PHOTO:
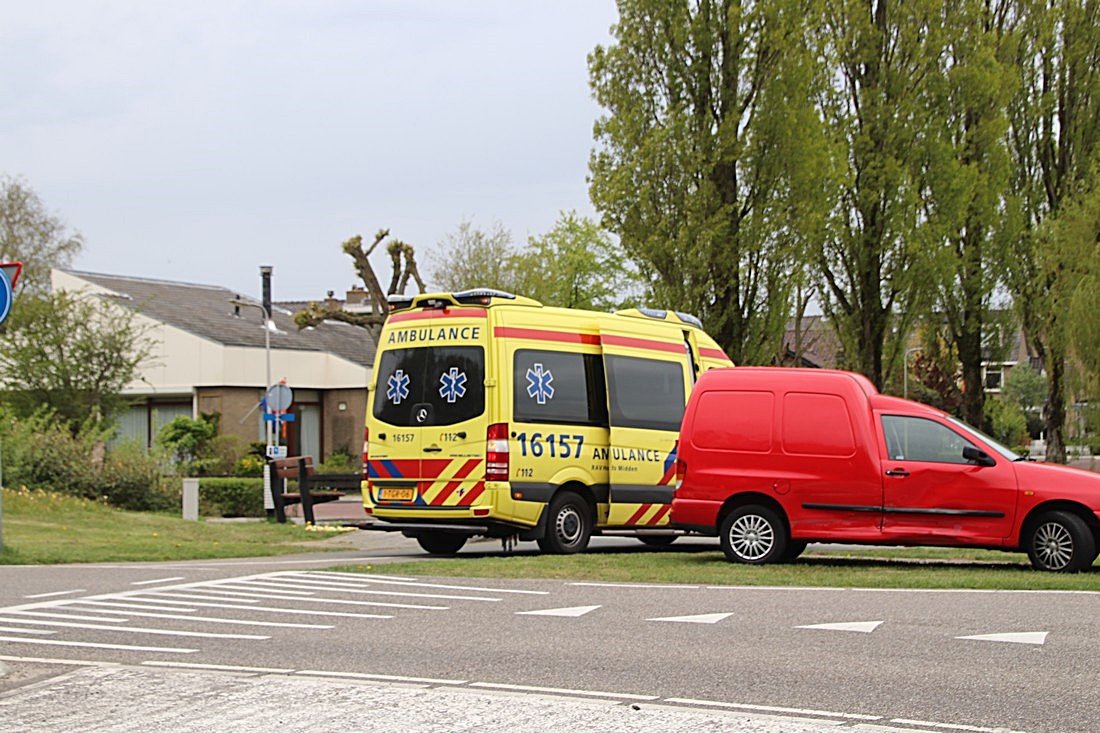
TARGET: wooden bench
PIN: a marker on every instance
(309, 487)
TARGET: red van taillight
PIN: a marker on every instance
(366, 449)
(496, 452)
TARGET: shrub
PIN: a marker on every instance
(234, 496)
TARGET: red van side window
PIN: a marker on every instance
(734, 420)
(816, 425)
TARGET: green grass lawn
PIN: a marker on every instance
(41, 527)
(870, 568)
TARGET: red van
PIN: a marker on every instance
(773, 458)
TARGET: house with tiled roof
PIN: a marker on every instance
(211, 357)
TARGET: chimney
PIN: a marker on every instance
(265, 279)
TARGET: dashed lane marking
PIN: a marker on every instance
(861, 626)
(697, 619)
(572, 612)
(1022, 637)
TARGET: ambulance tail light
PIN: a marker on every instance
(496, 452)
(366, 449)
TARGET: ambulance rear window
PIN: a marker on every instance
(430, 385)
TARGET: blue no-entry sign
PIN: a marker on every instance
(9, 275)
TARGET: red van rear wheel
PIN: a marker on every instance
(754, 534)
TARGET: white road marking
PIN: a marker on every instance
(662, 587)
(78, 590)
(134, 630)
(186, 665)
(772, 709)
(157, 580)
(572, 612)
(952, 726)
(558, 690)
(861, 626)
(1021, 637)
(187, 594)
(33, 632)
(48, 660)
(257, 588)
(699, 619)
(262, 609)
(409, 581)
(387, 678)
(277, 583)
(135, 606)
(336, 600)
(213, 620)
(90, 645)
(69, 616)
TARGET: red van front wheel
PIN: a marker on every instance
(754, 534)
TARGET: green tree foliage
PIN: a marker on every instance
(875, 259)
(70, 353)
(1055, 144)
(708, 164)
(29, 233)
(472, 258)
(966, 175)
(575, 265)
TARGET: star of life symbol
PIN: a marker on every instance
(397, 386)
(453, 384)
(538, 384)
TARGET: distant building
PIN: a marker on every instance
(210, 358)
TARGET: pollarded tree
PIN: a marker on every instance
(32, 234)
(708, 165)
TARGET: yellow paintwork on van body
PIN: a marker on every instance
(545, 373)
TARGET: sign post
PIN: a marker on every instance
(9, 275)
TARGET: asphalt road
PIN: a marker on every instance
(839, 658)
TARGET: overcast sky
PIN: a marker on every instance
(195, 141)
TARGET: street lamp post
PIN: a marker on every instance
(905, 371)
(268, 426)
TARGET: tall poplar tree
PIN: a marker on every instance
(708, 166)
(1055, 143)
(965, 178)
(873, 262)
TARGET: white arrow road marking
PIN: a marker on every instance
(1021, 637)
(571, 612)
(862, 626)
(701, 619)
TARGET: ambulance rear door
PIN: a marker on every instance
(430, 409)
(648, 380)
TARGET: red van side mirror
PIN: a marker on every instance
(979, 457)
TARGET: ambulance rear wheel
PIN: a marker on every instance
(569, 525)
(755, 535)
(441, 544)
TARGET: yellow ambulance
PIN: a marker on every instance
(492, 415)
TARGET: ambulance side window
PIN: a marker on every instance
(646, 393)
(558, 386)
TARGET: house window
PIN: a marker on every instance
(994, 376)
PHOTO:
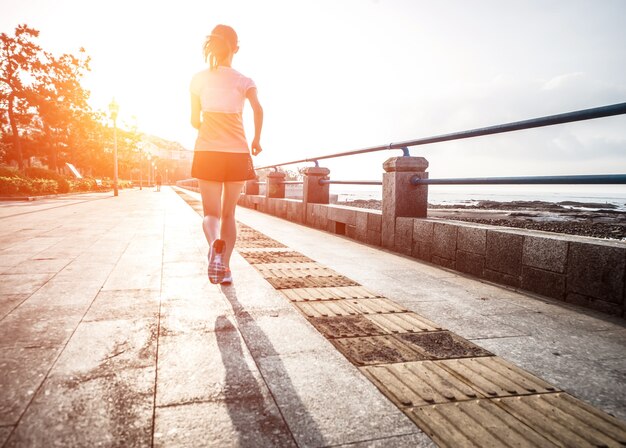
○ ○ ○ ○ ○
• WHAT IS BEING ASKED: If a line in the listing has "ambulance" in it, report that line.

• RESPONSE TO THIS EXERCISE:
TARGET: ambulance tail light
TARGET: ambulance rear window
TARGET: ambulance rear door
TARGET: ambulance rear wheel
TARGET: yellow ambulance
TARGET: ambulance side window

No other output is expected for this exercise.